[REQUIRED WORK]
Convert the data from its first line through the line containing "M 73 89 L 73" into a JSON list of strings, one string per line, omitting any blank lines.

++++ PROVIDED DATA ++++

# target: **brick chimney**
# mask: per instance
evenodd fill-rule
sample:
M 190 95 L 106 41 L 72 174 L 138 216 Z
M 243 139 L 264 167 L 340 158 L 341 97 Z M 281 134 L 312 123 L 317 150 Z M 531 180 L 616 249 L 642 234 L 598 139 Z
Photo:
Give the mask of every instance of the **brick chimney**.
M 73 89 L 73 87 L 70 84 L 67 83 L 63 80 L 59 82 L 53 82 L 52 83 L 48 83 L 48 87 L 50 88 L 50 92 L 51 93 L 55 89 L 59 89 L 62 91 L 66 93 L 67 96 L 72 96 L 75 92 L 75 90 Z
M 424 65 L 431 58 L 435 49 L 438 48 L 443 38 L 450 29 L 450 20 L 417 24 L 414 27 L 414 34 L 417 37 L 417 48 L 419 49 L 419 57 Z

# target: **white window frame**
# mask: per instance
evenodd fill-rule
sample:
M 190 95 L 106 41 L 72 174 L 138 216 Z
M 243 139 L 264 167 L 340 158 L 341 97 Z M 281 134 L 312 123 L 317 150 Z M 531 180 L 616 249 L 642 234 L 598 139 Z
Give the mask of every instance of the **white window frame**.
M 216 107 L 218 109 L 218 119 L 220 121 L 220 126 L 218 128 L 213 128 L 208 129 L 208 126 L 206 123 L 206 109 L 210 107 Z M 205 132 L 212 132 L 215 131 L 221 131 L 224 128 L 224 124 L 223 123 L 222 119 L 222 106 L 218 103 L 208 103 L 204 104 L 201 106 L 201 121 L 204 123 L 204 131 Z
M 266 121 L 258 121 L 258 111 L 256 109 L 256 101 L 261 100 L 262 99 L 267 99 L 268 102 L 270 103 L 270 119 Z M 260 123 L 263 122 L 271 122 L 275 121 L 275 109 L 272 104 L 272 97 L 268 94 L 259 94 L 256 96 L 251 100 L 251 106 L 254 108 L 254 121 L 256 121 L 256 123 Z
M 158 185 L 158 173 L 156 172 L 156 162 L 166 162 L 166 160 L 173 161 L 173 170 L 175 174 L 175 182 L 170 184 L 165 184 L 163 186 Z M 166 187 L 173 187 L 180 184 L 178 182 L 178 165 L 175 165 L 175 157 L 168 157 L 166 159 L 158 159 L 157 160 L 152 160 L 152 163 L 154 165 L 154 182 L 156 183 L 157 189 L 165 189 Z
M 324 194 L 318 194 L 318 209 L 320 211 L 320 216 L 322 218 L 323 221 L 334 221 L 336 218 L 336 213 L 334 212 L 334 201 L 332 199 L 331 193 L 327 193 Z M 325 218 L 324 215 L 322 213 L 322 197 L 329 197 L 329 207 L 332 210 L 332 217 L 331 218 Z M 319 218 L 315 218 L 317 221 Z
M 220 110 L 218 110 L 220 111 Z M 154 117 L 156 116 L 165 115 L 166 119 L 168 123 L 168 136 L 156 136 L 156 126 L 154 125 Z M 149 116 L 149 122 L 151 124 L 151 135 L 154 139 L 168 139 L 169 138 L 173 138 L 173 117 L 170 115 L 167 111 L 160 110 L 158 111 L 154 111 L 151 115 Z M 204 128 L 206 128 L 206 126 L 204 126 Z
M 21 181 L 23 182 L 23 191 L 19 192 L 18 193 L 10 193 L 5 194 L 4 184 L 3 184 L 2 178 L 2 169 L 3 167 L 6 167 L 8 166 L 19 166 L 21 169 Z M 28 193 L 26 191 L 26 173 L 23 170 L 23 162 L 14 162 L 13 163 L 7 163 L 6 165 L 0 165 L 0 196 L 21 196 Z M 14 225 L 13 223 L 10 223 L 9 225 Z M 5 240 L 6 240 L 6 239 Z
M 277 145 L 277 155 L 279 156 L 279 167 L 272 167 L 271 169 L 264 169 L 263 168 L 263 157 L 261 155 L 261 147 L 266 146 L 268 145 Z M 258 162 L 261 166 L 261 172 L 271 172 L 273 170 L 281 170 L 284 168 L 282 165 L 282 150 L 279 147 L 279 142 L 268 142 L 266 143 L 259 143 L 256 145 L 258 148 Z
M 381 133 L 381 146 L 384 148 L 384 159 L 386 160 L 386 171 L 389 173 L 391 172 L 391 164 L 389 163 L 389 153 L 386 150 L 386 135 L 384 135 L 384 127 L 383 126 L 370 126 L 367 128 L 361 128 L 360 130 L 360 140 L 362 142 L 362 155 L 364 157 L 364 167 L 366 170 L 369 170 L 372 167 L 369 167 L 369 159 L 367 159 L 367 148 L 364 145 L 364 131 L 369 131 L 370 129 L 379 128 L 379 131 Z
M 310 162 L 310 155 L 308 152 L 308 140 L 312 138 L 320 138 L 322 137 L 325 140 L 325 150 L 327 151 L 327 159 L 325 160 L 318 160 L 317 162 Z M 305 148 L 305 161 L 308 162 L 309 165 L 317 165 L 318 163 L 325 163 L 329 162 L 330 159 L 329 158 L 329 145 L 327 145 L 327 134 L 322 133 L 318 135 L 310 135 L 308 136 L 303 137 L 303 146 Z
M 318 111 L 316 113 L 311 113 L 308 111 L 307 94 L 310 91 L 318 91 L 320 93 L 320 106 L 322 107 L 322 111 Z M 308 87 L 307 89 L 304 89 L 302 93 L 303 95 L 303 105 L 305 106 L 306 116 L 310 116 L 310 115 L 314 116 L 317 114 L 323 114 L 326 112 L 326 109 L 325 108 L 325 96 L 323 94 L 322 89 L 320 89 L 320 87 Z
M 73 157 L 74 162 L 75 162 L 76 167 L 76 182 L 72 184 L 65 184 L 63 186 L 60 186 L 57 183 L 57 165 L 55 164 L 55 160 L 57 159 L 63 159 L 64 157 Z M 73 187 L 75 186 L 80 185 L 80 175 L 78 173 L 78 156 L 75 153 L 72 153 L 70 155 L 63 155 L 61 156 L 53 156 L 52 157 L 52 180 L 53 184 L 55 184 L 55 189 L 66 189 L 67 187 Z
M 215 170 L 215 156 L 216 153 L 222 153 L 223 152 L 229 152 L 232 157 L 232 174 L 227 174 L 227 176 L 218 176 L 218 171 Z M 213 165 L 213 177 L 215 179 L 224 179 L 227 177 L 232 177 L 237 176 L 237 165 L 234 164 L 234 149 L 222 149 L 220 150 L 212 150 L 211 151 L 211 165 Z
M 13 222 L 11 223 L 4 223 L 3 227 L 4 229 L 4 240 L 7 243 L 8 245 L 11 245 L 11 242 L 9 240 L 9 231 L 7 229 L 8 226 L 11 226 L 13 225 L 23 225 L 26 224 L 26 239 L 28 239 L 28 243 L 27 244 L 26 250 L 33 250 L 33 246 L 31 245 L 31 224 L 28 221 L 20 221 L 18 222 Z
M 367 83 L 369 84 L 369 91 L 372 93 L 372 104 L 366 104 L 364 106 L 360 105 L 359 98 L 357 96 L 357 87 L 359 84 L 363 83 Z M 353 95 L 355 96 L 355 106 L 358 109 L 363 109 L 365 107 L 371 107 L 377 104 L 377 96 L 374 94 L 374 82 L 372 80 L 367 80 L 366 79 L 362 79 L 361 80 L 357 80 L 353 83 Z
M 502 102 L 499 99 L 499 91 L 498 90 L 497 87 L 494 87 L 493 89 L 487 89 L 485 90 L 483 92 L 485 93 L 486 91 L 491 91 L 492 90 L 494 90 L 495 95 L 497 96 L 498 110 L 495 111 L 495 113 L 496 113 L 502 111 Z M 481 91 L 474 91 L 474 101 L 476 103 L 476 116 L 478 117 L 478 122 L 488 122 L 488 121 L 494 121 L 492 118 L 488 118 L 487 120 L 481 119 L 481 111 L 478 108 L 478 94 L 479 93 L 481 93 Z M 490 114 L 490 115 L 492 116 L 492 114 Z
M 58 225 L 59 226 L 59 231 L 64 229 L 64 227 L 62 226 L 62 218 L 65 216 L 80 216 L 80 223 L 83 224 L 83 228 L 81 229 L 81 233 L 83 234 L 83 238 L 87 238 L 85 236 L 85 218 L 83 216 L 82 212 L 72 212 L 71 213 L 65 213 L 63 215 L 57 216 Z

++++

[OUTPUT OF THE EXERCISE]
[
  "# target: **brick chimney**",
  "# mask: per instance",
  "evenodd fill-rule",
  "sample:",
  "M 190 95 L 106 41 L 72 174 L 138 216 Z",
  "M 243 139 L 264 167 L 340 158 L 341 97 Z M 281 134 L 312 123 L 317 150 Z M 531 180 L 616 249 L 642 234 L 598 139 Z",
  "Photo:",
  "Give the mask of every instance of the **brick chimney**.",
  "M 73 89 L 73 87 L 70 84 L 67 83 L 63 80 L 59 82 L 53 82 L 52 83 L 48 83 L 48 87 L 50 88 L 50 92 L 51 93 L 55 89 L 59 89 L 62 91 L 66 93 L 67 96 L 72 96 L 75 92 L 75 90 Z"
]